§ WHAT TO DO
Retype the items exactly, from their first line through the line that contains "36, 390, 59]]", including that line.

__________

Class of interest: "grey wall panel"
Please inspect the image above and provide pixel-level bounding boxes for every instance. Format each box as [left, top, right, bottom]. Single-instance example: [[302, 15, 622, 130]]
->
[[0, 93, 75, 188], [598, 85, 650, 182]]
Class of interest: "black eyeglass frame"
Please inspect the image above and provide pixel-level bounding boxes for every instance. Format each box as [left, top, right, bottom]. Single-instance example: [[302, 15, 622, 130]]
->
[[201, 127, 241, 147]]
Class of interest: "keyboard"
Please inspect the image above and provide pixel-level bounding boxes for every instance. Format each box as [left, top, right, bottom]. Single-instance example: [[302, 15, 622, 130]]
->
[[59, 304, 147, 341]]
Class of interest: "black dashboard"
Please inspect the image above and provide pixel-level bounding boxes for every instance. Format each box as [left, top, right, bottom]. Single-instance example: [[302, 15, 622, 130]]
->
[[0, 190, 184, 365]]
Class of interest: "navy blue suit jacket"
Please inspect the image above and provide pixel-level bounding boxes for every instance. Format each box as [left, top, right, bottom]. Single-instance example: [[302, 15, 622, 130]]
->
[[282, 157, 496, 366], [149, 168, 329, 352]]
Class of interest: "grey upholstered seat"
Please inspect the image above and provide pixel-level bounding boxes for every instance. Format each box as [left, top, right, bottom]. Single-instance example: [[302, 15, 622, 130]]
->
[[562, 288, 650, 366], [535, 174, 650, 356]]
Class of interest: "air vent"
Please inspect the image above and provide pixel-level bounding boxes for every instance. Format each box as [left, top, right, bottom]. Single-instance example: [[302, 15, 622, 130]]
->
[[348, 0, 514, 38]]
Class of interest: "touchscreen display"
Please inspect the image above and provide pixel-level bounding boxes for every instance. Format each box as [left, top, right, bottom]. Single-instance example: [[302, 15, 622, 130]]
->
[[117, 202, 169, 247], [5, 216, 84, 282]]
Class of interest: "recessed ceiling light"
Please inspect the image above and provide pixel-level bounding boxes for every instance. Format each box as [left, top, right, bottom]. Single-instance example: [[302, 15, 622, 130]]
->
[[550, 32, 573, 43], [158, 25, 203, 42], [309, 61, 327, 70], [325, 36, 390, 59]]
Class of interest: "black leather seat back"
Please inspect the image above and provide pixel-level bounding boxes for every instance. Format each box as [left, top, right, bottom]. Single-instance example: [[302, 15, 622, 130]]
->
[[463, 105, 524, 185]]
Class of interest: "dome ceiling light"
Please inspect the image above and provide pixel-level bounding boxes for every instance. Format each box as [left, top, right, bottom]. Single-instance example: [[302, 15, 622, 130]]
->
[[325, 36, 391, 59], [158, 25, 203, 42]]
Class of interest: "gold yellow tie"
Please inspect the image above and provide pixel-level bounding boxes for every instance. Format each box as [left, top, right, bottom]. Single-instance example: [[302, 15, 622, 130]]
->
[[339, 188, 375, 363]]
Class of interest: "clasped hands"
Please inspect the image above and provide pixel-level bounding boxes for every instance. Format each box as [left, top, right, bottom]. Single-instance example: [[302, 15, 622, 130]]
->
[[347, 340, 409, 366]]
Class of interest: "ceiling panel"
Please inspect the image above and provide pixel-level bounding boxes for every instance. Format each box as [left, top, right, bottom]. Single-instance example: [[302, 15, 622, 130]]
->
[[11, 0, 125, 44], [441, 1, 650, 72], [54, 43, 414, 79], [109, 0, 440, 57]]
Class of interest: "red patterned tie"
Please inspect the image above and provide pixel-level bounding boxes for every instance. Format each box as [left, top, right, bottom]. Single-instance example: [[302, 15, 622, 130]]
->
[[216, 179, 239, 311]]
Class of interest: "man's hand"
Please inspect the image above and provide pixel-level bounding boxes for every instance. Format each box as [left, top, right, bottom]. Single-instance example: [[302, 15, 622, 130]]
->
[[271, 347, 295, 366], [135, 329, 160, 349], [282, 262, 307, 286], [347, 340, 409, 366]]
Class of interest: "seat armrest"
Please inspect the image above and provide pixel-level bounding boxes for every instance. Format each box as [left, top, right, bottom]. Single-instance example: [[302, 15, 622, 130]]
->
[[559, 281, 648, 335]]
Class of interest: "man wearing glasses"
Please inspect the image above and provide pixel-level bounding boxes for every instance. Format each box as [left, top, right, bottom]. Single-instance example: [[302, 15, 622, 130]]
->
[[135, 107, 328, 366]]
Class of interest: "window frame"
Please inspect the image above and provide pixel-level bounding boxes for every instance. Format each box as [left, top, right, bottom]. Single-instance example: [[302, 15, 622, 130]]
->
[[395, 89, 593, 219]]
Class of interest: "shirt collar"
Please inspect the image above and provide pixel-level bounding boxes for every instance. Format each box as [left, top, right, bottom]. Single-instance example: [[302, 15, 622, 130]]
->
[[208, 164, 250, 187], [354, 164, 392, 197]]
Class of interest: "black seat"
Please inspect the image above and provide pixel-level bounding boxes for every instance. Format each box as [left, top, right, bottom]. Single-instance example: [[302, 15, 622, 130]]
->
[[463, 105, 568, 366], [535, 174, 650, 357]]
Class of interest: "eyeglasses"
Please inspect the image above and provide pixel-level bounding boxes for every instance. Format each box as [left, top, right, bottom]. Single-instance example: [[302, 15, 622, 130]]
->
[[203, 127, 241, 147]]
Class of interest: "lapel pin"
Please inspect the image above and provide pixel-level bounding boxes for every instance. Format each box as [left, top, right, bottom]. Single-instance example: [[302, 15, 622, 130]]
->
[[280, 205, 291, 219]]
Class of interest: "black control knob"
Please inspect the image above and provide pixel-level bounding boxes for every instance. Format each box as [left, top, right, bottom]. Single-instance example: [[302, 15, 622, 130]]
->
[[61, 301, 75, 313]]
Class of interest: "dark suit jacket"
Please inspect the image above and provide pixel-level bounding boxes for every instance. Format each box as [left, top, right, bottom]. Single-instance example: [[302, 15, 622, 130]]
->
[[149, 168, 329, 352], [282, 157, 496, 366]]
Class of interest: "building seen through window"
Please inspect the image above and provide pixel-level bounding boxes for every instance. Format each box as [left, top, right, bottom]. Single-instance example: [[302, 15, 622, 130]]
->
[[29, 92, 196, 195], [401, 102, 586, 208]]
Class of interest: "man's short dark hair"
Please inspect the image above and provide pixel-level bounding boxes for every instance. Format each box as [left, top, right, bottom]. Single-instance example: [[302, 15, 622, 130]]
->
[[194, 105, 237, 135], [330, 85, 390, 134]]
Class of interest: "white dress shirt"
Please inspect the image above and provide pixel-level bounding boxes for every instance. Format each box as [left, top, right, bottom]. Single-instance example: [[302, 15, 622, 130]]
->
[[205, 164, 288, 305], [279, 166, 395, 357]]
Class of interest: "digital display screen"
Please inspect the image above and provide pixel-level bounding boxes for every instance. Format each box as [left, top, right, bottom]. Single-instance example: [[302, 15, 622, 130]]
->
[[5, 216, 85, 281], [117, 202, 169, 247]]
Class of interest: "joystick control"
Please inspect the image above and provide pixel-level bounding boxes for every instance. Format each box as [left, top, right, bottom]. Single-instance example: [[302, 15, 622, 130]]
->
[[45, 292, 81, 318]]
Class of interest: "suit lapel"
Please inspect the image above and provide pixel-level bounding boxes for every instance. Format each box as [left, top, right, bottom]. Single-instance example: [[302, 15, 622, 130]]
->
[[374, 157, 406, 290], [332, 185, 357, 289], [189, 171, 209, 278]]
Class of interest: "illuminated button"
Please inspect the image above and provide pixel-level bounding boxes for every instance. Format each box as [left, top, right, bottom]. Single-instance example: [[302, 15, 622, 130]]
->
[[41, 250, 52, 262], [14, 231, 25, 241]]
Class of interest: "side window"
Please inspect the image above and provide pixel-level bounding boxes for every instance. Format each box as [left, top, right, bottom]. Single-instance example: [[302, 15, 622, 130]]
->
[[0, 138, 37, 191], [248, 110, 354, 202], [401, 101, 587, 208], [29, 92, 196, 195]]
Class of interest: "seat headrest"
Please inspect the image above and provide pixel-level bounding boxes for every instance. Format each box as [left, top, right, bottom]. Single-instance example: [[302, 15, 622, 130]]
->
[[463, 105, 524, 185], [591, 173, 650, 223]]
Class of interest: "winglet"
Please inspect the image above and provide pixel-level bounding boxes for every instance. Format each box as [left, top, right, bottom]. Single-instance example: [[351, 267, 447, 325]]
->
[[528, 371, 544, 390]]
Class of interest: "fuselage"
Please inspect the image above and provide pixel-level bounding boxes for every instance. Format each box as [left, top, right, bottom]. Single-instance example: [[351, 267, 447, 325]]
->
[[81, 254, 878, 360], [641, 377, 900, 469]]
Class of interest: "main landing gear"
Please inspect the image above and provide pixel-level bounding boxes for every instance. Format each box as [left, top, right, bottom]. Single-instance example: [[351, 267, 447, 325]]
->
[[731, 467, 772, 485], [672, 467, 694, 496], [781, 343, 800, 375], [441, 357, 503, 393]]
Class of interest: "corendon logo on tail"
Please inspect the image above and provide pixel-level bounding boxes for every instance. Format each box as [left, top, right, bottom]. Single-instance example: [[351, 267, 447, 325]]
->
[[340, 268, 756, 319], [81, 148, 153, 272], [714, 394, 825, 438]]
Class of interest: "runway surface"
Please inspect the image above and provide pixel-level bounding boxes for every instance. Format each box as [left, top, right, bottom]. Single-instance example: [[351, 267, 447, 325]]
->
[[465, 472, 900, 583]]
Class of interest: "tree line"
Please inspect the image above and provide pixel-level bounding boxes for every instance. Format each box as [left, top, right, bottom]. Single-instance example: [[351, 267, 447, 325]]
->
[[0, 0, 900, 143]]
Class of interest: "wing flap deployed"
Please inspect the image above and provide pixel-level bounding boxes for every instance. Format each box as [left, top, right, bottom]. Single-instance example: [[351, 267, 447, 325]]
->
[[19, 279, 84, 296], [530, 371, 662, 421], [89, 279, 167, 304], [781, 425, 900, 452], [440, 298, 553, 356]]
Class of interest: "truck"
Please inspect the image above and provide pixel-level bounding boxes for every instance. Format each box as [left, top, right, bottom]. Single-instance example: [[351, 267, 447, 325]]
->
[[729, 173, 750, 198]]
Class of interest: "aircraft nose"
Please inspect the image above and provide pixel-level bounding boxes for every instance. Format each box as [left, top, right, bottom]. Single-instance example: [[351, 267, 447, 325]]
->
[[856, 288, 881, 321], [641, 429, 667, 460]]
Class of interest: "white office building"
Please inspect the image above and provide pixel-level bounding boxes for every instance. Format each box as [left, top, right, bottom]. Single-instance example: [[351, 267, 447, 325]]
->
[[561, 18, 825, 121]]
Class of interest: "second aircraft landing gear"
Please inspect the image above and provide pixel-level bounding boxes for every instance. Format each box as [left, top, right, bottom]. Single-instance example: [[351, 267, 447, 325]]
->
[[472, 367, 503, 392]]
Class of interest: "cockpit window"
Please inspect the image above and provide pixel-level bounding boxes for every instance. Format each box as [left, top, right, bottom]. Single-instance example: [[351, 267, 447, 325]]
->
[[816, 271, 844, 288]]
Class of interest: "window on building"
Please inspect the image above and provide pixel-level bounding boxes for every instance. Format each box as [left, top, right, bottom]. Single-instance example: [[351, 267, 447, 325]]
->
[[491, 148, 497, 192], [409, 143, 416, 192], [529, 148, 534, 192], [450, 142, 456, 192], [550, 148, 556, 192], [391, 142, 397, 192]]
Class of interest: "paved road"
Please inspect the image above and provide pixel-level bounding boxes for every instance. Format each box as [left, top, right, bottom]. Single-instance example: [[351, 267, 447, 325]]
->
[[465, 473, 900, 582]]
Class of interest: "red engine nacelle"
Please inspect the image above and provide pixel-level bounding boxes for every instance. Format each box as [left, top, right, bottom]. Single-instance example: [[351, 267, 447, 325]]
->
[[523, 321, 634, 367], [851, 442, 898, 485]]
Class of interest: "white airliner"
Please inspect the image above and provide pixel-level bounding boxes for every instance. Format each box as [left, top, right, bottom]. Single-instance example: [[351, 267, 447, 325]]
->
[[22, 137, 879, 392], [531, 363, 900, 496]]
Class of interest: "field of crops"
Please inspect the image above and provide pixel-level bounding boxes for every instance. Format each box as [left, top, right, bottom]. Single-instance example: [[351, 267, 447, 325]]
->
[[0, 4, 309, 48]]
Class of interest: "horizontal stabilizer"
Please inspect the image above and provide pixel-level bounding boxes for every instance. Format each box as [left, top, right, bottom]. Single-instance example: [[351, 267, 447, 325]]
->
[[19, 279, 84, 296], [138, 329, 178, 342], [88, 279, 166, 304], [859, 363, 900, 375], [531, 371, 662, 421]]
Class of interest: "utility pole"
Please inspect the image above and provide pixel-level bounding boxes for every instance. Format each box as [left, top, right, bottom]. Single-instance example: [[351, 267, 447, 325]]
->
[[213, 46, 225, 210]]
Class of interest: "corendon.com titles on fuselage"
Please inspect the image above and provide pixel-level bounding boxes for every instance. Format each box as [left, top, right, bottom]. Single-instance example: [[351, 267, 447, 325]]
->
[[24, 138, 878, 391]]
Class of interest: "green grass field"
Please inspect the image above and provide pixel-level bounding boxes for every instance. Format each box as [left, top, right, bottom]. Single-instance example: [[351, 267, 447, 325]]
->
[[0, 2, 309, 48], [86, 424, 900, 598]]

__________

§ OUTPUT BELOW
Class of interest: "grey wall panel"
Please inspect the image above and provide pixel-level bounding boxes for every instance. Format each box as [left, top, right, bottom]. Single-instance example: [[302, 15, 622, 130]]
->
[[0, 93, 75, 188], [598, 85, 650, 182]]
Class of interest: "black eyeglass frame"
Please inspect the image above and provide pixel-level bounding boxes for every instance. Format each box as [left, top, right, bottom]. Single-instance example: [[302, 15, 622, 130]]
->
[[201, 127, 241, 147]]
Class of interest: "keyboard"
Please inspect the image above and provide pixel-level bounding boxes for every instance. Format each box as [left, top, right, bottom]. Single-instance example: [[302, 15, 622, 130]]
->
[[59, 304, 147, 341]]
Class of interest: "black dashboard"
Please inspect the image above and provide pixel-level bounding boxes for every instance. Format each box as [left, top, right, bottom]. Single-instance example: [[302, 15, 622, 130]]
->
[[0, 190, 184, 365]]
Class of interest: "navy blue suit jacket"
Please inspect the image above and provide pixel-level bounding boxes for every instance. Format each box as [left, top, right, bottom]. Single-instance example: [[302, 15, 622, 130]]
->
[[282, 157, 496, 366], [149, 168, 329, 352]]
Class of interest: "grey upholstered seat"
Please inspect the image above and provide pixel-level bounding boxes for every instance. Format each box as [left, top, right, bottom]. Single-instance example: [[302, 15, 622, 130]]
->
[[562, 288, 650, 366], [535, 174, 650, 356]]
Class of interest: "air vent"
Please inspect the image above and provide pixel-level bounding boxes for every instance. Format each box as [left, top, right, bottom]. Single-instance example: [[302, 15, 622, 130]]
->
[[348, 0, 514, 38]]
Class of interest: "touchscreen display"
Please inspect the image above and provide pixel-level bounding boxes for every instance. Format each box as [left, top, right, bottom]. Single-instance example: [[302, 15, 622, 130]]
->
[[117, 202, 169, 247], [5, 216, 84, 282]]
Class of interest: "recessed ceiling light"
Please inspect the image above and provide pixel-level bounding boxes for every instance. Format each box as [left, top, right, bottom]. Single-instance example: [[302, 15, 622, 130]]
->
[[550, 32, 573, 43], [158, 25, 203, 42], [309, 61, 327, 70], [325, 36, 390, 59]]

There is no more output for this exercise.